* [FRAGMENTO SELECCIONADO]

En tiempos como este es cuando muchas veces sale a la luz lo mejor de nosotros. Lo observamos en la explosión de solidaridad en las calles de nuestros países, entre perfectos desconocidos de pronto unidos por lazos invisibles. Lo vemos en las canciones cargadas de emoción que resuenan desde los balcones de toda Italia, y en los aplausos en España a los médicos y enfermeras que le ponen el cuerpo a la crisis. Son gestos que inspiran y refuerzan la certeza de que pronto superaremos esta situación.
Pero en lo inmediato los frentes son muchos y se deben atacar de manera coordinada. Los sistemas de salud de los países de la región deben contar con la capacidad para contener el brote del virus y deben poder monitorear la situación general de la población para intervenir en tiempo y forma. Necesitan para eso equipamiento de laboratorio, sistemas de seguimiento y personal entrenado de primera respuesta; una infraestructura hospitalaria acorde, con suficientes salas de cuidados intensivos y espacios de cuarentena; insumos básicos como guantes, mascarillas y ventiladores portátiles.

* [BLOQUE DE DATOS]
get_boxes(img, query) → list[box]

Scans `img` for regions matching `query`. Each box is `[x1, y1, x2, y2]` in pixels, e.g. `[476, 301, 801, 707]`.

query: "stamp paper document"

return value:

* [CONSIGNA]
Enumera los insumos básicos que, según el fragmento seleccionado, necesitan los sistemas de salud. Los datos no hacen falta en este ejercicio.

* [RESPUESTA ESCRITA]
Guantes, mascarillas y ventiladores portátiles.